Copy every line of the data below, from the line with "query | bell tower" up to and including the line with "<point>248,366</point>", and shift each point coordinate on the output lines by adding 16 to it. Leave the sample points on the format lines unchanged.

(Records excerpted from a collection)
════

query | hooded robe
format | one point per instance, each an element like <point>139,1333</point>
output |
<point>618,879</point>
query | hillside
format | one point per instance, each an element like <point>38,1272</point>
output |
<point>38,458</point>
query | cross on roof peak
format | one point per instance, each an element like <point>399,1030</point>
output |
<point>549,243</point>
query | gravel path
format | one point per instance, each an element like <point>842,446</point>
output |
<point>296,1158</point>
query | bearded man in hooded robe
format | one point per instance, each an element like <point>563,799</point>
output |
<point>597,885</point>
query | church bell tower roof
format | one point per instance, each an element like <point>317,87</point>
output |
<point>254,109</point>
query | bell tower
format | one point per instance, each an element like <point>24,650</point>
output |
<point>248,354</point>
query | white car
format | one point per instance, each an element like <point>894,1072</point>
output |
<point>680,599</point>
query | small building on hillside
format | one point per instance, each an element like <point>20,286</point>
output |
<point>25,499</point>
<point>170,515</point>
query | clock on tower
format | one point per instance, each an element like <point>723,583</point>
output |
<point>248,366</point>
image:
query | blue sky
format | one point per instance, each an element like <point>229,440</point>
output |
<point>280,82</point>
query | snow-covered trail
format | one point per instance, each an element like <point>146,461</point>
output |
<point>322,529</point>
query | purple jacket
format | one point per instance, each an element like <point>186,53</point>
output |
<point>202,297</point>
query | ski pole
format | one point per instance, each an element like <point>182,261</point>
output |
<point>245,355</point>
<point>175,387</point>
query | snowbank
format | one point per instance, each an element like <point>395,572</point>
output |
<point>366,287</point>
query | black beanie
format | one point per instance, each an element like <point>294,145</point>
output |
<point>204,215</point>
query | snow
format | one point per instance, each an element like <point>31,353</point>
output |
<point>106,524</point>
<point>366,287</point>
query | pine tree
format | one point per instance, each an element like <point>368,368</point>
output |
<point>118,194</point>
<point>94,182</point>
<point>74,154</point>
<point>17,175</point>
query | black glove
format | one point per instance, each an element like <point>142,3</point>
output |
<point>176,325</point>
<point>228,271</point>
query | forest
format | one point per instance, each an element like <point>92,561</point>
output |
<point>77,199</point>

════

(ANSWER FOR THIS EXERCISE)
query | bell tower
format | one point per instance, each an element like <point>24,650</point>
output |
<point>264,370</point>
query | white car
format | one point per instance, each an element like <point>894,1072</point>
output |
<point>696,615</point>
query | small building on hillside
format | one point per instance, each an element like <point>20,286</point>
output |
<point>41,515</point>
<point>186,531</point>
query | clock on tower
format | one point per instance, each an element like <point>723,583</point>
output |
<point>264,382</point>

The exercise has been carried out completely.